Try it - Transcribe the entries exactly as they stand below, passing over any picture.

══ Data records ══

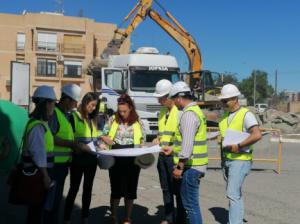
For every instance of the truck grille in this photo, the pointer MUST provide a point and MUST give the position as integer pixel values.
(153, 108)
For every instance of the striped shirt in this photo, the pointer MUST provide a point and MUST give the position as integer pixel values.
(188, 127)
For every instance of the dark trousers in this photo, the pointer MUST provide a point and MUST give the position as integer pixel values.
(34, 214)
(165, 171)
(58, 173)
(124, 176)
(76, 173)
(181, 217)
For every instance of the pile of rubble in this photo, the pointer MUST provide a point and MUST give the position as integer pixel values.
(288, 123)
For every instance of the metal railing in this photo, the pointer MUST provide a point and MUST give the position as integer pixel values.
(46, 46)
(20, 46)
(73, 48)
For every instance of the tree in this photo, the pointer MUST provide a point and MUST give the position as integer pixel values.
(263, 89)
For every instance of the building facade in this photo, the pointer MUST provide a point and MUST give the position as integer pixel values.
(58, 48)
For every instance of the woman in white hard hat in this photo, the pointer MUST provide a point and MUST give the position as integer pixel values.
(38, 146)
(125, 131)
(236, 158)
(84, 123)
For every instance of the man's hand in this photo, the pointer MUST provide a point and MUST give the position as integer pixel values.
(84, 147)
(234, 148)
(107, 140)
(177, 174)
(155, 141)
(103, 146)
(167, 150)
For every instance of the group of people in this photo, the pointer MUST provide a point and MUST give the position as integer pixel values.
(58, 134)
(183, 162)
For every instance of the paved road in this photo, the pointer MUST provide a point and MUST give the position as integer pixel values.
(269, 198)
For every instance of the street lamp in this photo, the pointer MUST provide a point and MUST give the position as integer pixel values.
(254, 87)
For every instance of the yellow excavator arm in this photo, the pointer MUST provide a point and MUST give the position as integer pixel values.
(143, 9)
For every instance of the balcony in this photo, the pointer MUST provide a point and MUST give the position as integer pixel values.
(46, 46)
(73, 48)
(20, 46)
(46, 73)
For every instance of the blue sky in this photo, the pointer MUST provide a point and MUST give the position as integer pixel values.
(233, 35)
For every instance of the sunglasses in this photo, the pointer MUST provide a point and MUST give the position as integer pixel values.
(123, 100)
(226, 100)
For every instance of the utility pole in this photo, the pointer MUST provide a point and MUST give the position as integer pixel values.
(276, 82)
(254, 87)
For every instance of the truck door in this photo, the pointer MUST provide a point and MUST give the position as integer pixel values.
(114, 83)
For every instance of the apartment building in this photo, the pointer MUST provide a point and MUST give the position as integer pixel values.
(58, 48)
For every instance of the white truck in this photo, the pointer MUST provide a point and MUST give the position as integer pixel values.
(137, 74)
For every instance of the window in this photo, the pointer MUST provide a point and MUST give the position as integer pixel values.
(47, 42)
(73, 44)
(114, 79)
(72, 69)
(20, 41)
(46, 67)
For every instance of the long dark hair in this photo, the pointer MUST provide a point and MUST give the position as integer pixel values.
(40, 110)
(85, 101)
(133, 116)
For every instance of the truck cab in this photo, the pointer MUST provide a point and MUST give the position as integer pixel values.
(137, 74)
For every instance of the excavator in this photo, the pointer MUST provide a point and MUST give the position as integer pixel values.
(205, 81)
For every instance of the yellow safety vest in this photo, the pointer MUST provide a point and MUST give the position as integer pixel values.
(237, 125)
(102, 107)
(83, 131)
(137, 133)
(167, 127)
(199, 156)
(65, 132)
(49, 142)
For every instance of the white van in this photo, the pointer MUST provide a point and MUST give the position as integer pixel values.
(261, 107)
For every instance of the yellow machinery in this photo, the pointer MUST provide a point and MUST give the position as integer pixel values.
(143, 9)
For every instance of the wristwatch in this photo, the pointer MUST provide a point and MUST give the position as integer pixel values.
(179, 167)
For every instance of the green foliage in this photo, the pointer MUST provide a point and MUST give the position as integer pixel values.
(263, 89)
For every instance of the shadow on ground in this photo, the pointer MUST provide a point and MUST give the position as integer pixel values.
(101, 214)
(220, 214)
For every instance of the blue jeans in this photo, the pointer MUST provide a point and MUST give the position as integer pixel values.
(190, 195)
(58, 173)
(235, 172)
(165, 171)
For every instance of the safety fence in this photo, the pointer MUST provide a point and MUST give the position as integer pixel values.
(267, 150)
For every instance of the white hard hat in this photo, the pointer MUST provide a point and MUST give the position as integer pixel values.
(72, 90)
(229, 91)
(179, 87)
(162, 88)
(144, 161)
(45, 92)
(105, 162)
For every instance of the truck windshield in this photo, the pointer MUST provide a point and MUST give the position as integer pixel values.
(146, 80)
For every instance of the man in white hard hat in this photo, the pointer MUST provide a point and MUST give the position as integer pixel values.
(237, 158)
(190, 157)
(168, 121)
(63, 144)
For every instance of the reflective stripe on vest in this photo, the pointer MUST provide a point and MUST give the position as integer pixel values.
(167, 127)
(83, 131)
(137, 133)
(236, 124)
(49, 142)
(199, 156)
(65, 132)
(102, 107)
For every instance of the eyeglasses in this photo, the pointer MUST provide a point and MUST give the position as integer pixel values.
(227, 100)
(123, 100)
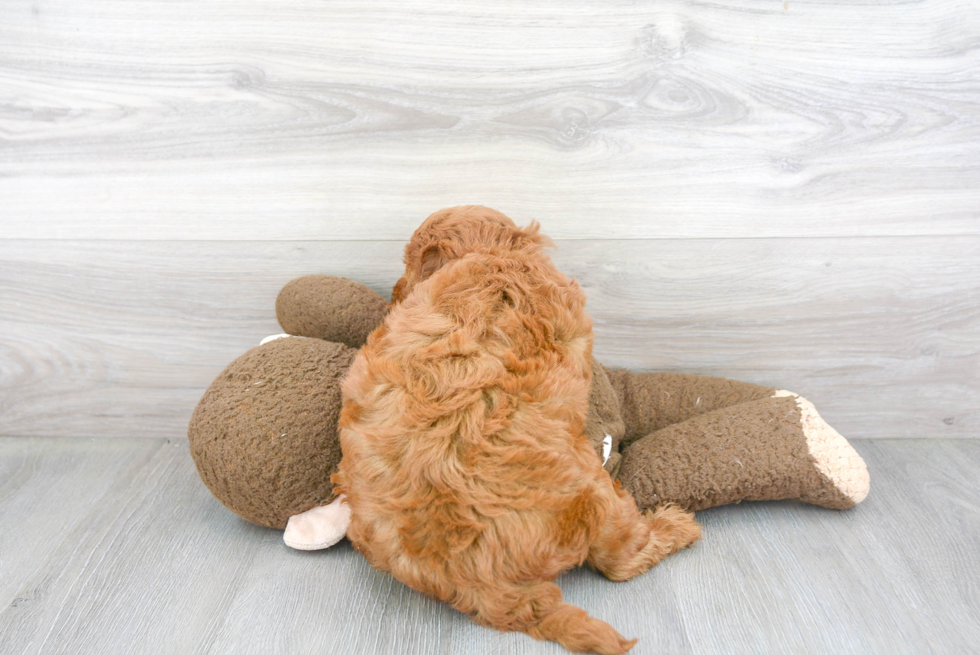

═══

Solution below -
For every instance of the truck grille in this photo, the pointer MUST provide a point and MUST give the position as integer pixel values.
(153, 108)
For every instance of the striped shirt in this photo, the pointer MUST provide a point and MUST give the position as integer pixel values.
(188, 127)
For every instance of the dark trousers in this photo, the pointer MUST provide a point and MUST give the position as integer pixel values.
(34, 214)
(165, 171)
(58, 173)
(124, 176)
(76, 173)
(181, 217)
For every instance of the pile of rubble in this photo, the pointer MUST provide a point and MUST give the position as integer pixel values.
(288, 123)
For every instance of the metal railing in this photo, the pointer MUST provide a point and MUST give the position as integer pixel values.
(46, 46)
(20, 46)
(73, 48)
For every instance of the tree in this photo, the pointer MUST provide a point and MUST give the position as integer pixel values.
(263, 89)
For every instance of the building facade in this photo, the pointer MUST provide a point and MUST give the position as integer pixel values.
(58, 48)
For every instance of the woman in white hard hat in this photo, the pointer MUST provide a point and MUST give the position as integer pixel values.
(38, 146)
(125, 131)
(236, 158)
(84, 123)
For every instance of the man's hand in this photo, the pointer MUST provide a point and MUST give the position as integer pixel values.
(84, 147)
(234, 148)
(107, 140)
(177, 174)
(155, 141)
(103, 146)
(167, 150)
For every instance of the group of people in this photo, the pointer MUST provide a point and MUST give the position as integer pixel values.
(58, 134)
(183, 162)
For every instance of the paved road in this photo, the pointer MUST provide a point and MUST give the position as integer pixel values.
(269, 198)
For every instance of the street lamp in this photo, the pointer MUST provide a point and MUST give the position as integer pixel values.
(254, 87)
For every instance of the yellow excavator arm in this photo, the pointer MUST provide a point and MUST give the position as integer pixel values.
(143, 9)
For every instance of the balcony in this photo, the pointer MUST provide a point and MUST give the position as integer pixel values.
(46, 46)
(73, 48)
(20, 46)
(46, 73)
For every instance of the blue sky in this photo, the pointer MUST provide a point and MUST give the position as integer pixel values.
(233, 35)
For every instance of the sunglasses in this photo, the pointer MUST provide a point and MUST give the position as integer pixel values.
(123, 100)
(226, 100)
For every instance of the utility pole in this photo, the pointer MUST provide a point and MUST give the position as integer pixel values.
(276, 82)
(254, 87)
For every instance of the truck door in this photo, the pointer MUST provide a point and MUST give the position as integer pixel values.
(114, 83)
For every instance of the apartment building in this photo, the pointer MUST provide a point and MUST give the position as integer pixel values.
(58, 48)
For every instance of the white truck in this photo, the pointer MUST provide a point and MUST give the position as integer pixel values.
(137, 74)
For every instance of the window in this photo, the pointer MUST provide a point and MUST give the position as integer pixel values.
(47, 42)
(73, 44)
(114, 79)
(72, 69)
(20, 41)
(46, 67)
For every instance of the long dark hair in this photo, the pointer MUST provide a point and MUST give the position as integer pixel values.
(40, 110)
(85, 101)
(133, 116)
For every instance of the truck cab in this photo, the pointer MUST provide a point and MUST give the position as integer pixel values.
(137, 74)
For every instance of the excavator in this photo, the pointer MUST provide a point and MUST give the position as integer pixel values.
(205, 81)
For every instance of the yellow safety vest in this photo, the pointer MUST provide a point and MUST give the position as integer pixel values.
(237, 125)
(102, 107)
(83, 131)
(137, 133)
(167, 127)
(199, 156)
(65, 132)
(49, 142)
For every instance of the white van in this photo, the pointer MUST provide a point and MUST give the position as integer pixel values.
(261, 107)
For every instance of the yellow machinery in this photo, the pointer MUST provide a point and MUST give the position as integer pixel values.
(143, 9)
For every instance of the wristwatch in this photo, the pointer MUST provide a point and MUST give the position as integer pixel values.
(179, 167)
For every instance of the green foliage in this photo, the pointer MUST provide a point and MUST give the position as integer pixel values.
(263, 89)
For every instance of the shadow on ground in this photo, the pointer MUST provide a point and MUST give the position as integer pixel values.
(101, 214)
(220, 214)
For every instance of the blue jeans in this photo, the pointer MUST provide a point and MUST give the position as integer pixel values.
(190, 195)
(58, 173)
(235, 172)
(165, 171)
For every instance of the safety fence in this photo, the pointer MUST provide a point and MUST give the position as integer pixel values.
(267, 150)
For every instance of the white hard hat in this photo, the pointer MUST provide a point and MUST give the position as integer pixel values.
(72, 90)
(229, 91)
(179, 87)
(162, 88)
(144, 161)
(45, 92)
(105, 162)
For every instance of the truck windshield in this photo, the pointer MUST provide a point and MUST give the position as integer pixel values.
(146, 80)
For every instance of the man in white hard hat in this photo, the pointer MUST provide a point and MUST give the position as integer pixel values.
(237, 158)
(190, 157)
(168, 121)
(63, 144)
For every instance of the reflective stripe on vest in this photo, the pointer MUST provide a point and MUST give the position as integer pixel values.
(167, 127)
(83, 131)
(137, 133)
(236, 124)
(49, 142)
(199, 156)
(65, 132)
(102, 107)
For every instance of the eyeglasses in this photo, the pointer MUST provide a point and MUST give the position as integer pixel values.
(227, 100)
(123, 100)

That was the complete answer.